* WORK TASK: The full listing, word for word and free of images, is the expected result.
** WORKING DATA follows **
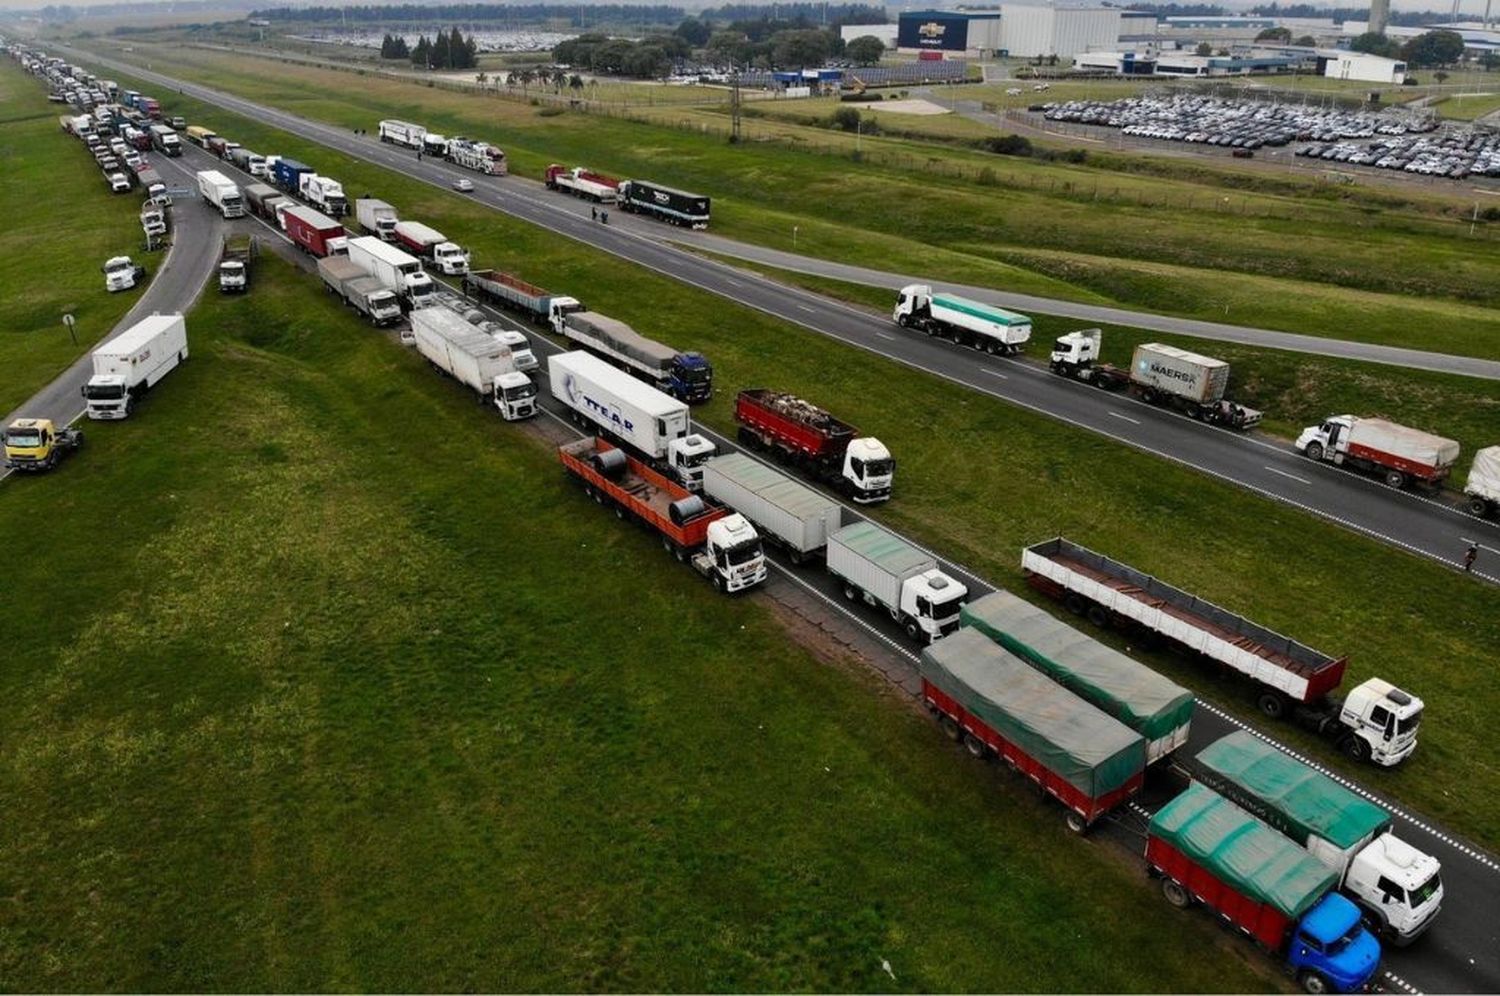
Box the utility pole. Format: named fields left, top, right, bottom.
left=730, top=69, right=742, bottom=143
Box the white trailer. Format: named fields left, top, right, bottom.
left=299, top=173, right=347, bottom=217
left=893, top=284, right=1031, bottom=354
left=196, top=169, right=244, bottom=218
left=378, top=119, right=426, bottom=149
left=82, top=313, right=188, bottom=420
left=355, top=197, right=399, bottom=240
left=412, top=306, right=536, bottom=420
left=701, top=452, right=843, bottom=563
left=1296, top=415, right=1460, bottom=489
left=393, top=220, right=469, bottom=275
left=1465, top=446, right=1500, bottom=518
left=347, top=235, right=436, bottom=310
left=447, top=139, right=506, bottom=175
left=826, top=521, right=967, bottom=643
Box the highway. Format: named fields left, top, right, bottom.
left=57, top=47, right=1500, bottom=585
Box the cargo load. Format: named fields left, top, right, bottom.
left=1297, top=415, right=1460, bottom=488
left=700, top=452, right=842, bottom=562
left=1465, top=445, right=1500, bottom=517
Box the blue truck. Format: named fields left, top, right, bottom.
left=556, top=309, right=712, bottom=404
left=271, top=157, right=314, bottom=195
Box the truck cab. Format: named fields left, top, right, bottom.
left=1342, top=833, right=1442, bottom=944
left=1286, top=893, right=1382, bottom=994
left=82, top=374, right=130, bottom=418
left=432, top=242, right=470, bottom=275
left=491, top=329, right=537, bottom=371
left=693, top=514, right=767, bottom=593
left=1296, top=417, right=1352, bottom=464
left=1337, top=678, right=1422, bottom=766
left=902, top=571, right=967, bottom=642
left=219, top=259, right=247, bottom=293
left=845, top=437, right=894, bottom=503
left=493, top=372, right=538, bottom=421
left=4, top=418, right=82, bottom=472
left=547, top=296, right=584, bottom=334
left=103, top=255, right=144, bottom=292
left=405, top=269, right=436, bottom=309
left=892, top=284, right=930, bottom=326
left=1051, top=329, right=1101, bottom=372
left=670, top=352, right=713, bottom=404
left=666, top=433, right=717, bottom=491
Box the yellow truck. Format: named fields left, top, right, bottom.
left=4, top=418, right=84, bottom=473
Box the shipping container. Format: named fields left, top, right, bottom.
left=701, top=452, right=843, bottom=562
left=617, top=178, right=710, bottom=228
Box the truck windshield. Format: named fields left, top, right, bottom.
left=683, top=367, right=712, bottom=384
left=864, top=458, right=894, bottom=477
left=505, top=383, right=537, bottom=401
left=1397, top=709, right=1421, bottom=736
left=682, top=451, right=713, bottom=468
left=726, top=539, right=763, bottom=566
left=85, top=384, right=125, bottom=399
left=1410, top=871, right=1441, bottom=907
left=6, top=429, right=43, bottom=447
left=923, top=593, right=965, bottom=619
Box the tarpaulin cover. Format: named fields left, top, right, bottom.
left=570, top=312, right=676, bottom=372
left=1348, top=418, right=1460, bottom=470
left=960, top=591, right=1195, bottom=741
left=1469, top=446, right=1500, bottom=495
left=1150, top=783, right=1338, bottom=919
left=1195, top=731, right=1390, bottom=850
left=921, top=628, right=1145, bottom=799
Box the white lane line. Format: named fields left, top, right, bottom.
left=875, top=331, right=897, bottom=341
left=725, top=277, right=744, bottom=288
left=982, top=368, right=1008, bottom=380
left=1263, top=465, right=1312, bottom=485
left=1106, top=411, right=1140, bottom=425
left=796, top=304, right=816, bottom=313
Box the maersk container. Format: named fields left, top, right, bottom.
left=701, top=452, right=842, bottom=561
left=1130, top=343, right=1229, bottom=405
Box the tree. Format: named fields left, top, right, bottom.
left=707, top=29, right=752, bottom=66
left=1255, top=26, right=1292, bottom=42
left=431, top=28, right=451, bottom=68
left=1195, top=41, right=1213, bottom=56
left=845, top=34, right=884, bottom=66
left=674, top=17, right=711, bottom=47
left=831, top=106, right=861, bottom=131
left=1293, top=34, right=1317, bottom=47
left=771, top=28, right=829, bottom=69
left=1349, top=32, right=1401, bottom=58
left=1402, top=30, right=1464, bottom=68
left=410, top=34, right=431, bottom=67
left=1434, top=70, right=1449, bottom=84
left=569, top=73, right=584, bottom=93
left=380, top=33, right=409, bottom=59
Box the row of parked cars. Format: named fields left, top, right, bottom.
left=1296, top=127, right=1500, bottom=178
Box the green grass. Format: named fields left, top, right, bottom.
left=1436, top=91, right=1500, bottom=121
left=0, top=62, right=152, bottom=415
left=0, top=255, right=1279, bottom=991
** End of WORKING DATA **
* RESPONSE AREA:
Box the utility pole. Format: named fields left, top, right, bottom.
left=730, top=69, right=742, bottom=143
Box the white trailer. Format: named fields left, top, right, bottom.
left=299, top=173, right=347, bottom=217
left=893, top=284, right=1031, bottom=354
left=196, top=169, right=244, bottom=218
left=378, top=119, right=426, bottom=149
left=82, top=313, right=188, bottom=420
left=355, top=197, right=399, bottom=240
left=412, top=306, right=536, bottom=420
left=701, top=452, right=843, bottom=563
left=1296, top=415, right=1460, bottom=489
left=393, top=220, right=469, bottom=275
left=1465, top=446, right=1500, bottom=518
left=347, top=235, right=436, bottom=310
left=447, top=139, right=506, bottom=175
left=826, top=521, right=967, bottom=643
Box the highway. Format: named fields left, top, right, bottom.
left=57, top=47, right=1500, bottom=585
Box the cargo load. Format: named fields left, top, right, bottom.
left=1297, top=415, right=1460, bottom=488
left=700, top=452, right=842, bottom=562
left=1465, top=445, right=1500, bottom=517
Box the blue truck. Format: named fields left, top, right, bottom.
left=556, top=309, right=712, bottom=404
left=271, top=157, right=314, bottom=195
Box the truck cab. Format: named fields left, top, right, bottom.
left=1342, top=833, right=1442, bottom=944
left=1286, top=893, right=1382, bottom=994
left=82, top=374, right=130, bottom=418
left=432, top=242, right=470, bottom=275
left=491, top=329, right=537, bottom=371
left=693, top=514, right=767, bottom=593
left=1296, top=417, right=1352, bottom=464
left=1337, top=678, right=1422, bottom=766
left=902, top=571, right=967, bottom=642
left=219, top=259, right=247, bottom=293
left=845, top=437, right=894, bottom=503
left=493, top=372, right=538, bottom=421
left=4, top=418, right=82, bottom=472
left=547, top=296, right=584, bottom=334
left=103, top=255, right=144, bottom=292
left=405, top=269, right=436, bottom=309
left=892, top=284, right=930, bottom=326
left=1051, top=329, right=1101, bottom=372
left=670, top=352, right=713, bottom=404
left=666, top=433, right=717, bottom=491
Box the yellow truck. Format: named fields left, top, right, bottom.
left=4, top=418, right=84, bottom=473
Box the shipping container. Format: named fields left, top, right, bottom.
left=701, top=452, right=843, bottom=562
left=617, top=178, right=710, bottom=228
Box the truck windshield. Format: named fields left, top, right, bottom.
left=683, top=367, right=712, bottom=384
left=864, top=458, right=894, bottom=477
left=505, top=383, right=537, bottom=401
left=1397, top=709, right=1421, bottom=736
left=682, top=451, right=713, bottom=468
left=726, top=539, right=763, bottom=566
left=85, top=384, right=125, bottom=399
left=1410, top=871, right=1441, bottom=907
left=6, top=429, right=43, bottom=447
left=923, top=593, right=965, bottom=619
Box the tarpaulin cover. Format: named fields left, top, right, bottom.
left=570, top=312, right=676, bottom=372
left=1348, top=418, right=1460, bottom=470
left=960, top=591, right=1195, bottom=741
left=1469, top=446, right=1500, bottom=495
left=1150, top=783, right=1338, bottom=919
left=1195, top=731, right=1390, bottom=850
left=921, top=628, right=1145, bottom=799
Box the white lane line. Format: named fields left, top, right, bottom.
left=875, top=331, right=897, bottom=341
left=725, top=277, right=744, bottom=288
left=982, top=368, right=1008, bottom=380
left=1263, top=465, right=1312, bottom=485
left=1106, top=411, right=1140, bottom=425
left=796, top=304, right=816, bottom=313
Box the maersk container. Format: named fields left, top, right, bottom.
left=701, top=452, right=842, bottom=561
left=1130, top=343, right=1229, bottom=405
Box the tree. Format: named fields left, top, right, bottom.
left=707, top=29, right=752, bottom=66
left=1255, top=26, right=1292, bottom=42
left=431, top=28, right=451, bottom=68
left=1195, top=41, right=1213, bottom=56
left=845, top=34, right=884, bottom=66
left=674, top=17, right=711, bottom=47
left=831, top=106, right=861, bottom=131
left=1293, top=34, right=1317, bottom=47
left=771, top=28, right=829, bottom=69
left=1349, top=32, right=1401, bottom=58
left=1402, top=30, right=1464, bottom=68
left=410, top=34, right=431, bottom=67
left=1434, top=70, right=1449, bottom=84
left=569, top=73, right=584, bottom=93
left=380, top=33, right=409, bottom=59
Box the row of parked cars. Format: named fields left, top, right, bottom.
left=1296, top=127, right=1500, bottom=178
Box the green grass. Format: named fields left, top, right, bottom.
left=1436, top=91, right=1500, bottom=121
left=0, top=62, right=152, bottom=415
left=0, top=255, right=1279, bottom=991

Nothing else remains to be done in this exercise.